> [Material provided]:
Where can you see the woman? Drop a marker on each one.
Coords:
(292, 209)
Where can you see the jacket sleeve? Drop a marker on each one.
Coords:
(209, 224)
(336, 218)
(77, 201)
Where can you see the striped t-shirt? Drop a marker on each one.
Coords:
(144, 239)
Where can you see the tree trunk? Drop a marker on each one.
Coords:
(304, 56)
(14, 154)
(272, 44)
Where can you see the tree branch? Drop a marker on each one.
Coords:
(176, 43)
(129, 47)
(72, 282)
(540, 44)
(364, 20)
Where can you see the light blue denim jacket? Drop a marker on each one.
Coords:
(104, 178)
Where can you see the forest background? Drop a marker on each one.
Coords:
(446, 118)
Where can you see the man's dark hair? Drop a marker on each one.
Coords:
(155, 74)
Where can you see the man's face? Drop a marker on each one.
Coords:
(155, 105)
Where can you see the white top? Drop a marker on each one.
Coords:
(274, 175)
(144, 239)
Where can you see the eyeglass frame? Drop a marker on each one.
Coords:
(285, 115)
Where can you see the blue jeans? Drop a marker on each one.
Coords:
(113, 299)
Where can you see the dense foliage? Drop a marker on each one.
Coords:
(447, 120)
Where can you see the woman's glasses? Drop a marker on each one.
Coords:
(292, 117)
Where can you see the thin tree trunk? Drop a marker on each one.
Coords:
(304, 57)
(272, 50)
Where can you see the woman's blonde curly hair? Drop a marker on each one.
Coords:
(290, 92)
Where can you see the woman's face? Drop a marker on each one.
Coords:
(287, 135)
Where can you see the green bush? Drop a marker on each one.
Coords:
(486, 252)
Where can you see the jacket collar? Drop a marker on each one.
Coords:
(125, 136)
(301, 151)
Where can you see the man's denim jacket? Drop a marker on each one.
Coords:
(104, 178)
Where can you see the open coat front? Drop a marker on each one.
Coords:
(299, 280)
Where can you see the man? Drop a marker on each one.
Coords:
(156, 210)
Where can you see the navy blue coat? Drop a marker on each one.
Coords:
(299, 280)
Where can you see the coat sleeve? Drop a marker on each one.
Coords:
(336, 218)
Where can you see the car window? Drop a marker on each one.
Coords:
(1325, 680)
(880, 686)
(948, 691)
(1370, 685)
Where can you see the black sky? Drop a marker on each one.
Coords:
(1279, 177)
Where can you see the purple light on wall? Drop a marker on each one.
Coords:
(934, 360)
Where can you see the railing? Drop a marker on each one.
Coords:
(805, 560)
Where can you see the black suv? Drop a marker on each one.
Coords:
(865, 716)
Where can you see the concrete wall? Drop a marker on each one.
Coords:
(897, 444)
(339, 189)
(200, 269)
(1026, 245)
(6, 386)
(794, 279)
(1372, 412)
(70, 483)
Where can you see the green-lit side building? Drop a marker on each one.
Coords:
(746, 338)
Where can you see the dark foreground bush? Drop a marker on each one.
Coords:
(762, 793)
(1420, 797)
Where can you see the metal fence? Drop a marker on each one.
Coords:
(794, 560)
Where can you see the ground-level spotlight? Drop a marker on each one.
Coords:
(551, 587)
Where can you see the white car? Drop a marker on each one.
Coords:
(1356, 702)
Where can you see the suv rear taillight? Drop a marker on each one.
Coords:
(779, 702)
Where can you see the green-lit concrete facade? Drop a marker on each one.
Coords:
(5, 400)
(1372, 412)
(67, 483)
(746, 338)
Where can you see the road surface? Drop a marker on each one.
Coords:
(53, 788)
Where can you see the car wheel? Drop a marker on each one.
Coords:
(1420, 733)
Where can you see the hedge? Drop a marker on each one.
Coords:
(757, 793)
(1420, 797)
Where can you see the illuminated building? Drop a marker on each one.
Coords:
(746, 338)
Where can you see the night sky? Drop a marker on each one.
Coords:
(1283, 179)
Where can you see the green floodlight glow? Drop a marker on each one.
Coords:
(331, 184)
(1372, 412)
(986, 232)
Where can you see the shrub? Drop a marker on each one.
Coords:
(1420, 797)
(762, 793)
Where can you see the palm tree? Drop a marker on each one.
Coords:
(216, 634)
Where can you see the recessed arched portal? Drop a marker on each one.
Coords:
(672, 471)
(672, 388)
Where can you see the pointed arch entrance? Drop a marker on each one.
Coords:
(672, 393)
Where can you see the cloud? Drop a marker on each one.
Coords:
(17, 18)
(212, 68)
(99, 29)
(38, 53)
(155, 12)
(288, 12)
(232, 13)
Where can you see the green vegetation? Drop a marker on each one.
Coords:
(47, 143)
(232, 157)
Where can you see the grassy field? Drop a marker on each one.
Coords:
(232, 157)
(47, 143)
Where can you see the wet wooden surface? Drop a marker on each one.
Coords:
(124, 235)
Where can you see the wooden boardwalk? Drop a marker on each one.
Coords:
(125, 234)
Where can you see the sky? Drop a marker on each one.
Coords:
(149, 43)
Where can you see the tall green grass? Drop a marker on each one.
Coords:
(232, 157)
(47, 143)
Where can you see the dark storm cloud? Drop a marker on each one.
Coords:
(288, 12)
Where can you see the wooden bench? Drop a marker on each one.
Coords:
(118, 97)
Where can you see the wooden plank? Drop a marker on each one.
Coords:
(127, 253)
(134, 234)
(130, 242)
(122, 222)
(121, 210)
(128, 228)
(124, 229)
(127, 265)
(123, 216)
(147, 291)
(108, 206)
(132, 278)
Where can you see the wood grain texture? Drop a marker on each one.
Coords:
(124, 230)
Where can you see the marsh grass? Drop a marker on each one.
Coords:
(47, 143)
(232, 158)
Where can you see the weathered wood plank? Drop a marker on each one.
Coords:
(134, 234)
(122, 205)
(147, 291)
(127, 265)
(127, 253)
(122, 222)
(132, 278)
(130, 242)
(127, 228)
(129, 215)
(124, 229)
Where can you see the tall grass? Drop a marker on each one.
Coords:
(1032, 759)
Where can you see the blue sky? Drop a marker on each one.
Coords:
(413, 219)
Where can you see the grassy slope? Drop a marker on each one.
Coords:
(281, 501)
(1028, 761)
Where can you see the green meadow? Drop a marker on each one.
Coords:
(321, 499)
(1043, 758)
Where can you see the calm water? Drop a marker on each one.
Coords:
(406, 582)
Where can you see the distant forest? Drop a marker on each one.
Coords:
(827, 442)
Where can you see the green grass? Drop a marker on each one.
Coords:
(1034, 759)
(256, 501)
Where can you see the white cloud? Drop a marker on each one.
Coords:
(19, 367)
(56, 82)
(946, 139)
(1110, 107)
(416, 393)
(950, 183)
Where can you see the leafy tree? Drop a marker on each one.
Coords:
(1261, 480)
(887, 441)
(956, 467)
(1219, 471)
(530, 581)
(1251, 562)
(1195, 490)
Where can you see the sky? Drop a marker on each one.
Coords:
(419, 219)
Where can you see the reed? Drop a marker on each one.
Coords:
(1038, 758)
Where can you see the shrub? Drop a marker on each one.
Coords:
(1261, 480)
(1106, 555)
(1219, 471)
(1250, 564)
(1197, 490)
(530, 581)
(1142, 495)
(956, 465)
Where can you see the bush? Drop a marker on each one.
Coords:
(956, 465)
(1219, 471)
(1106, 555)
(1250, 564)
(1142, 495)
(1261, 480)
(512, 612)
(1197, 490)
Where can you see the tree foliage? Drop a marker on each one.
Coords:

> [Task details]:
Quote exactly and only the lines from the one holding "Where can you see the reed?" through the end of the data.

> [Exercise solution]:
Where can you see the reed? Drop a marker on each one.
Coords:
(1038, 758)
Where can you see the shrub? Drop a marker on each one.
Coords:
(1261, 480)
(1106, 555)
(1219, 471)
(1250, 564)
(1197, 490)
(530, 581)
(1142, 495)
(956, 465)
Where can you see the bush? Drop a marker on each one.
Coords:
(956, 465)
(1219, 471)
(1106, 555)
(1250, 564)
(1142, 495)
(1261, 480)
(512, 612)
(1197, 490)
Where can you see the tree foliage? Drop a marker on each one.
Coords:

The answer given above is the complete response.